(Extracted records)
● ● ● ● ●

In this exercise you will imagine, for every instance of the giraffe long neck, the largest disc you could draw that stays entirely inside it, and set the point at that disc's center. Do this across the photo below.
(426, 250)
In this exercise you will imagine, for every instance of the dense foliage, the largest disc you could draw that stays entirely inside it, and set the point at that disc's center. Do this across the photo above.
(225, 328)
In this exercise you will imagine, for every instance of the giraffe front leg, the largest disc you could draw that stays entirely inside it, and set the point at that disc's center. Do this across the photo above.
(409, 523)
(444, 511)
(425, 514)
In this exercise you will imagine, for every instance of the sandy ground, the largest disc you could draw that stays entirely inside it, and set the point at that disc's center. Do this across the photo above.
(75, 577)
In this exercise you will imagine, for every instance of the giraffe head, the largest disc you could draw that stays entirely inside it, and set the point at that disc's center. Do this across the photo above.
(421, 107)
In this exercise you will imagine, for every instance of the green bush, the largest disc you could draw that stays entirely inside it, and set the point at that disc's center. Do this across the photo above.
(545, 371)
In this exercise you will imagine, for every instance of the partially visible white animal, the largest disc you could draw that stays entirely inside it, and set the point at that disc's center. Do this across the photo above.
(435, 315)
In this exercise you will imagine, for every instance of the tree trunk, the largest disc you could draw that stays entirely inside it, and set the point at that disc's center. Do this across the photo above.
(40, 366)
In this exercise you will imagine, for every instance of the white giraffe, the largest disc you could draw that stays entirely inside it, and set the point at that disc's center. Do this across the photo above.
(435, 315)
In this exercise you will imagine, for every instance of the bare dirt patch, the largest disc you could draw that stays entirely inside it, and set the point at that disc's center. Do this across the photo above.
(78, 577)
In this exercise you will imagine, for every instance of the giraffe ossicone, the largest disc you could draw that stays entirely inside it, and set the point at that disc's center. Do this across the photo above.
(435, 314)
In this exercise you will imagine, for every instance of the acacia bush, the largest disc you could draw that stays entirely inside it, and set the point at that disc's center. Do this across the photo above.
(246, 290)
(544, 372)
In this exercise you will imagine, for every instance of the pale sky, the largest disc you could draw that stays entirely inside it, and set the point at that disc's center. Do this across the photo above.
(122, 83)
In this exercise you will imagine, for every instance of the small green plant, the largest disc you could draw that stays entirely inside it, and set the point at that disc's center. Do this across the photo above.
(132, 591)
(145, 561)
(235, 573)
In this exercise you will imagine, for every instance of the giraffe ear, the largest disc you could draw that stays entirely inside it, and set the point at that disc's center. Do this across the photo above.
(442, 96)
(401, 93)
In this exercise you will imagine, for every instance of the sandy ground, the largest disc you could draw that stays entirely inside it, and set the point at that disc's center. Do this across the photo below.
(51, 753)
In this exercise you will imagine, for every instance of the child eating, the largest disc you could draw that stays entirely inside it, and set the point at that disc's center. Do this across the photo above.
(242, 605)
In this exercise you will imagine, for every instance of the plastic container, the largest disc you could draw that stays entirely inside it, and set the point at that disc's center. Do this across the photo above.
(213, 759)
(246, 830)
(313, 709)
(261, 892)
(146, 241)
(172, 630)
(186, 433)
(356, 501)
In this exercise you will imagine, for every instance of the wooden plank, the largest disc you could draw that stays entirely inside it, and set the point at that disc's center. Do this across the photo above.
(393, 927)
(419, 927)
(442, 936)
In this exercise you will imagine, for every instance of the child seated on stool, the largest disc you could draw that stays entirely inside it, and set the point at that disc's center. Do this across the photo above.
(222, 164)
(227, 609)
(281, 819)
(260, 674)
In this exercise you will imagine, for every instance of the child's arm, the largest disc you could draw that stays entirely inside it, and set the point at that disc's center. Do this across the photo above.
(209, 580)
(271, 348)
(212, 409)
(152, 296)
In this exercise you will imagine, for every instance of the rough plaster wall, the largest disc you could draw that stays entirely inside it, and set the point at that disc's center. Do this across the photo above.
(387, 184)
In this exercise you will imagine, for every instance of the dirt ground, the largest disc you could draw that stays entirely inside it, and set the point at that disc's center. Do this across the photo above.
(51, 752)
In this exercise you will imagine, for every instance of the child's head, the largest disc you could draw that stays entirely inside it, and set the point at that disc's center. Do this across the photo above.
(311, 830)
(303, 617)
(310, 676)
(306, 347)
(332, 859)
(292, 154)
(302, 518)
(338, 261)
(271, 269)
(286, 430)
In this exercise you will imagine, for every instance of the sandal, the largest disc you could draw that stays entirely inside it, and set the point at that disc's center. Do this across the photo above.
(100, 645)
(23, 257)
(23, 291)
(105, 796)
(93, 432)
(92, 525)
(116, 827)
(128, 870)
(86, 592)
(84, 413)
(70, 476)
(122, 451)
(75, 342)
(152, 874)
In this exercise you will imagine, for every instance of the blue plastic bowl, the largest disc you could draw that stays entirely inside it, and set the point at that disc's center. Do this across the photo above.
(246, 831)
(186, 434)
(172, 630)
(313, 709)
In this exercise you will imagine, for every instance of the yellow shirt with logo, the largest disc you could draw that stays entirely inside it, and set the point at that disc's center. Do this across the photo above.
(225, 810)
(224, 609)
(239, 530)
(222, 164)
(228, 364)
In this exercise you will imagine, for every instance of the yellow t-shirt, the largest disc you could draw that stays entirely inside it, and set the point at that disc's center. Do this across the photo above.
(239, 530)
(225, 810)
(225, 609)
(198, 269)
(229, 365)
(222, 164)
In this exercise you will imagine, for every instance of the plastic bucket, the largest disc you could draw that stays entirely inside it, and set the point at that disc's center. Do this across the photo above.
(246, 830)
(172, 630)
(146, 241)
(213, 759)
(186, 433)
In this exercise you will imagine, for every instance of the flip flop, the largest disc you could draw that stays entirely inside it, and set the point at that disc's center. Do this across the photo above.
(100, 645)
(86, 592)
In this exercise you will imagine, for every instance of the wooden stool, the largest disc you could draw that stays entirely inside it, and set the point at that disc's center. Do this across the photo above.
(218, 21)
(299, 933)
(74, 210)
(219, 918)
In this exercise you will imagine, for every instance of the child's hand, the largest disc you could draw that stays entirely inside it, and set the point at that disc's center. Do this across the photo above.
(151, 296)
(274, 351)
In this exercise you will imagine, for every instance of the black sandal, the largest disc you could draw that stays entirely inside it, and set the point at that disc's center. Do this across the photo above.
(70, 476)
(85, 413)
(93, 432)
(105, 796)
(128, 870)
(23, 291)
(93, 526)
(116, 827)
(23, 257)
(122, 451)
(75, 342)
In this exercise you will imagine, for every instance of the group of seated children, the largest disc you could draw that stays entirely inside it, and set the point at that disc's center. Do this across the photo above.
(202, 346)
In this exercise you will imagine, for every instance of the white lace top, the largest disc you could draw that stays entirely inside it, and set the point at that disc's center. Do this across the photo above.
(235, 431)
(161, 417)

● ● ● ● ●

Extract every line from the one containing "yellow t-shirt, the" to the end of the entries, including both of those lines, exactly as given and with nothing added.

In this exercise you will imagine, for every instance of the yellow t-shirt, the largest disc you could draw that stays entirely inside it, and set the point at that disc's center. Do this across the photo above.
(239, 530)
(225, 810)
(225, 609)
(198, 269)
(229, 365)
(222, 164)
In this exercise you will imagine, for every instance of the plastic bucket, the largest disc you could draw that stays entirely inside it, and set the point at that disc's center. Do this across the photo above.
(246, 830)
(172, 630)
(146, 241)
(213, 759)
(186, 433)
In this exercise you will imagine, for every instance of the flip flop, the largest disc you could draw that stays entirely inside it, and set the point at that disc's center. Do this across the photo above.
(100, 645)
(86, 592)
In this exercise you will imagine, for every instance of the wooden stool, the largest disc you could draw that stays entirely inside it, and set the point at that disc's center. Do this across the photo above.
(218, 21)
(299, 933)
(74, 210)
(219, 918)
In this exercise you will imagine, for every instance of the child's hand, the largest disc you could draw that stays entirely inside it, and set the point at that disc's center. Do this across the photo above.
(151, 296)
(274, 351)
In this exercise you will imagine, for every instance of the black sandal, the largest disc you could draw that stays entirely inside it, and set the point at that disc's center. Do this across the photo above.
(70, 476)
(85, 413)
(93, 432)
(105, 796)
(128, 870)
(23, 291)
(93, 526)
(116, 827)
(23, 257)
(122, 451)
(75, 342)
In this exercise you will imagine, for every instance of the group of seated children, the largest disc you could draw that stays entirely inside it, and set the point at that disc's center. Do this across the photo above.
(202, 346)
In this exercise you will imagine, for every instance of the white lace top, the largest disc you could draw that stays entirely inside it, and set the point at that disc's center. Do this across the photo above.
(235, 431)
(161, 417)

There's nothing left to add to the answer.